> Passage shown
· · · · · · ·

Not being able to go outside for the past 2 months, a lot of us have spent more time in the kitchen. Some started to learn cooking and baking while others started trying out new recipes or even come up with their own. We have become more into preparing our own food since we have more time.

A part of staying healthy is adding more fruits and vegetables into our diet. But did you know that there are vegetables and herbs that we can grow from kitchen scraps?

Growing your own herbs and veggies means not only getting more from what we buy from the grocery nut also saving money in the long run since you can continually harvest once you have successfully grown them. Need basil for your pasta? Fancy some mint for your tea (or mojito)? Just pick some leaves from your mini-herb garden! You don’t need to have a garden plot to plant these; some can be grown indoors. The vegetable parts used in these are those you usually throw out anyway, so why not try to grow them instead?

Here are some vegetables and herbs that you can grow from scraps.

Basil

Basil is one of the most commonly used herbs. It is used to add flavor in many dishes and also has a lot of health benefits. Basil is quite expensive, but growing it from cuttings is easy. You can keep your basil plant indoors too.

Just cut a stem of basil below the leaf nodes and remove the leaves on the lower part of the stem. Then, place your cuttings in a glass of water and let it grow its roots. It will take around a week or so to grow roots, and once the roots are a few inches long, you can transfer the basil into a pot.

· · · · · · ·

> Data excerpts
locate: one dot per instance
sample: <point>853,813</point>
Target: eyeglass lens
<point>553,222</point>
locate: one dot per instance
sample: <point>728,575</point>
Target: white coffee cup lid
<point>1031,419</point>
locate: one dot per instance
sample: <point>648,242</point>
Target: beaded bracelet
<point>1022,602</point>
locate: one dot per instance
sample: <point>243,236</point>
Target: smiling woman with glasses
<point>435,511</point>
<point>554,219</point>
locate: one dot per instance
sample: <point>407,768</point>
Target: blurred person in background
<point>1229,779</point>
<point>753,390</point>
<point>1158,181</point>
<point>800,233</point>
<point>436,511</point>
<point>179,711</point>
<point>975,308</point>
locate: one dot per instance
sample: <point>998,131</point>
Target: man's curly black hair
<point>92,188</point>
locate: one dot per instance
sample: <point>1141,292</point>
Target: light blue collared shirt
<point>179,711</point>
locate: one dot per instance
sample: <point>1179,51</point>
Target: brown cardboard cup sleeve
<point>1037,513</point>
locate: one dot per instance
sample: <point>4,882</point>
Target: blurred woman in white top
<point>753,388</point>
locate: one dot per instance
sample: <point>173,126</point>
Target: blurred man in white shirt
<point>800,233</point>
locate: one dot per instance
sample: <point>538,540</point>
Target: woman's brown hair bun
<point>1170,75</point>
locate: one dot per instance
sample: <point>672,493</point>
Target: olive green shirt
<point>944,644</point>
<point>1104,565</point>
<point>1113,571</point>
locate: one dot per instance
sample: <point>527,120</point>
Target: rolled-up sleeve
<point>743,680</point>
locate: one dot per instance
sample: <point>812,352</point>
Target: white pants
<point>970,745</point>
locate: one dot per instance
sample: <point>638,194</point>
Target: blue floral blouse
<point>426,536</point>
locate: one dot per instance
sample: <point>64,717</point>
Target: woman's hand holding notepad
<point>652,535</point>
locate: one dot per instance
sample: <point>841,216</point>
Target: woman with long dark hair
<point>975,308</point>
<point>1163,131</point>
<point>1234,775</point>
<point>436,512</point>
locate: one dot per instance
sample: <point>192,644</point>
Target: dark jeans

· · · · · · ·

> Exercise brief
Revise the passage on growing vegetables from kitchen scraps between "Growing your own" and "grow from scraps.", inclusive, replacing "mini-herb garden" with "windowsill herb garden".

> Completed exercise
Growing your own herbs and veggies means not only getting more from what we buy from the grocery nut also saving money in the long run since you can continually harvest once you have successfully grown them. Need basil for your pasta? Fancy some mint for your tea (or mojito)? Just pick some leaves from your windowsill herb garden! You don’t need to have a garden plot to plant these; some can be grown indoors. The vegetable parts used in these are those you usually throw out anyway, so why not try to grow them instead?

Here are some vegetables and herbs that you can grow from scraps.